The Fleas (Chapter 5, Pages 27 - 35)

Daisy's relatives in England were horrified when they learned that the Buck children were going to public schools. They would have been thoroughly shaken if they had known the circumstances surrounding those school days.

 

There was little money for clothes for the Bucks, so they dressed very poorly. They weren't alone. During those depression years, there were a lot of people in similar circumstances. There was another problem, however, which made one of their school years miserable.

 

One of the houses they lived in was infested with fleas. Daisy, a frail, little person, who had never been trained for housekeeping, really had her hands full with so many children, so they all just lived with the fleas. When the Buck children went to school with little red bites all over them, they didn't realize that there was anything socially unacceptable about frankly telling the other children that those were flea bites. Their eyes were opened, when the other children began to tauntingly call them "The Fleas!"

 

It was a hard year for all of them. Dot made good use of her lunch bucket, defending her little brothers and sisters. She couldn't be with them all the time, but when she was, a lot of kids went home with headaches!

 

Every once in a while, Roland would come home from school all tattered and torn with a black eye. He never started fights, but he surely defended himself. When his family gave him too much sympathy, he would always say with a twinkle in his eye, "Oh, but you ought to see the other guy!"

**Data entries**.
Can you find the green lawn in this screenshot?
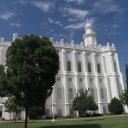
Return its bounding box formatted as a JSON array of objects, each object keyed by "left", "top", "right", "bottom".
[{"left": 0, "top": 115, "right": 128, "bottom": 128}]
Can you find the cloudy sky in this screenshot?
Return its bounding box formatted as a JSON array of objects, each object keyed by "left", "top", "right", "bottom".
[{"left": 0, "top": 0, "right": 128, "bottom": 73}]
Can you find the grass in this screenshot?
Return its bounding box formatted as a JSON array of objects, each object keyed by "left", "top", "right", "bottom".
[{"left": 0, "top": 115, "right": 128, "bottom": 128}]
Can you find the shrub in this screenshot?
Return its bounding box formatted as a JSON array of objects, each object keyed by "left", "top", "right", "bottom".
[
  {"left": 29, "top": 106, "right": 45, "bottom": 119},
  {"left": 108, "top": 97, "right": 124, "bottom": 114}
]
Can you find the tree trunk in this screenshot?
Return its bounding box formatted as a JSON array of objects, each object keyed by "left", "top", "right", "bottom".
[{"left": 24, "top": 108, "right": 28, "bottom": 128}]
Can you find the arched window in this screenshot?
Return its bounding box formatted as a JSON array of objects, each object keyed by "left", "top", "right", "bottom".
[
  {"left": 68, "top": 88, "right": 73, "bottom": 100},
  {"left": 45, "top": 109, "right": 50, "bottom": 117},
  {"left": 88, "top": 62, "right": 92, "bottom": 72},
  {"left": 100, "top": 88, "right": 105, "bottom": 99},
  {"left": 67, "top": 61, "right": 71, "bottom": 71},
  {"left": 90, "top": 88, "right": 95, "bottom": 97},
  {"left": 57, "top": 108, "right": 63, "bottom": 116},
  {"left": 56, "top": 88, "right": 62, "bottom": 100},
  {"left": 97, "top": 63, "right": 101, "bottom": 73},
  {"left": 77, "top": 61, "right": 82, "bottom": 72}
]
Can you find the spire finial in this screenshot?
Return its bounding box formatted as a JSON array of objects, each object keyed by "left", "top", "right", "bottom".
[{"left": 87, "top": 17, "right": 89, "bottom": 23}]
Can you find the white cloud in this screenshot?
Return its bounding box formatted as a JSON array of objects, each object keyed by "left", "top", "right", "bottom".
[
  {"left": 48, "top": 17, "right": 63, "bottom": 26},
  {"left": 10, "top": 22, "right": 21, "bottom": 28},
  {"left": 65, "top": 0, "right": 86, "bottom": 4},
  {"left": 0, "top": 12, "right": 16, "bottom": 20},
  {"left": 60, "top": 7, "right": 89, "bottom": 20},
  {"left": 93, "top": 0, "right": 122, "bottom": 14},
  {"left": 64, "top": 21, "right": 86, "bottom": 29},
  {"left": 32, "top": 1, "right": 55, "bottom": 12},
  {"left": 48, "top": 17, "right": 54, "bottom": 24}
]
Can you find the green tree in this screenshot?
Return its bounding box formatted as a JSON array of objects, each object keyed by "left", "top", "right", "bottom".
[
  {"left": 73, "top": 90, "right": 98, "bottom": 116},
  {"left": 1, "top": 35, "right": 59, "bottom": 128},
  {"left": 108, "top": 97, "right": 124, "bottom": 114},
  {"left": 125, "top": 64, "right": 128, "bottom": 89},
  {"left": 3, "top": 97, "right": 23, "bottom": 122}
]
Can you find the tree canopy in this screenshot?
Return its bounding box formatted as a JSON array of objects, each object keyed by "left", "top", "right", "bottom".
[
  {"left": 1, "top": 35, "right": 59, "bottom": 128},
  {"left": 73, "top": 90, "right": 98, "bottom": 114},
  {"left": 125, "top": 64, "right": 128, "bottom": 89}
]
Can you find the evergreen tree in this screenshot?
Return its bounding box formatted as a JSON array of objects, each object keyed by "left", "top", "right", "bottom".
[{"left": 125, "top": 64, "right": 128, "bottom": 89}]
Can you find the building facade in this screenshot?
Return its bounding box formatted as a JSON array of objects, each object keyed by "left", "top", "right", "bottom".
[{"left": 0, "top": 22, "right": 124, "bottom": 118}]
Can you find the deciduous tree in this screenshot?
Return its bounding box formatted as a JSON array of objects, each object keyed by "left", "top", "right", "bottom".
[
  {"left": 2, "top": 35, "right": 59, "bottom": 128},
  {"left": 73, "top": 90, "right": 98, "bottom": 116}
]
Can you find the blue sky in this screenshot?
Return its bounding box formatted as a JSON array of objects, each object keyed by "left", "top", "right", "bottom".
[{"left": 0, "top": 0, "right": 128, "bottom": 76}]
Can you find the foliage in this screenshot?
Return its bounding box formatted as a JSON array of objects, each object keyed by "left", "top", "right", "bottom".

**Written tasks**.
a: Check each statement against the flea chapter and mark it yes or no, quoting the chapter's words that settle it. (i) Daisy had been trained for housekeeping. (ii) Classmates called the Buck children "The Fleas!" (iii) Roland started fights at school.
b: Extend the flea chapter with a few more paragraphs, picking up after its final sentence.

**Answers in order**.
a:
(i) No: "who had never been trained for housekeeping"
(ii) Yes: "the other children began to tauntingly call them "The Fleas!""
(iii) No: "He never started fights, but he surely defended himself."

b:
 

Roland often told the following story to depict how Christians could face the enemy or adversity when Christ, as their big brother, was on their side.

 

There was a bully who loved to torment the smaller boys in the schoolyard and on the bus. He especially picked on little Rollie. One day Roland's older brother, Al, came home from the Navy for a visit. Rollie asked him to ride to school with him. That day, on the bus, Roland went right up to that big bully who had made his life so miserable and kicked him in the shins. He then proceeded to make faces at him, dance around him just out of reach and tease him unmercifully.

 

The bully could not understand what would make Rollie take his life in his hands this way and, finally, he had had enough. He made a lunge for Roland. Just as he was closing in for the kill, big brother Al stepped into the picture. Al didn't ask questions. He just picked the boy up by the seat of his pants, and left a firm foot print as he kicked him right off the bus.

 

One of the adventures during Roland's Tom Sawyer youth involved his brother, George, and another friend. George decided that he was going to earn his Boy Scout lifesaving badge, but he didn't want to wait around for somebody to fall in the lake so that he could rescue him. He was pretty sure that would never happen, at least not soon enough for him. He devised a scheme, whereby he and Roland would take an unsuspecting friend who couldn't swim out into the middle of the river on their raft. Then George would push the boy off the raft and jump in to save him. Roland was supposed to verify that George did this. He argued vehemently with George against it, but George's mind was made up. Roland decided he might as well go along with George since he was going to do it anyway.

 

The day came when George, Roland and the unsuspecting victim took off on a raft down the Pilchuck River. Sure enough, George pushed the boy off the raft at a point in the river he had previously picked out, then he rescued him. They rowed the raft back to shore, but George had such a guilty conscience, he never could claim that lifesaving badge.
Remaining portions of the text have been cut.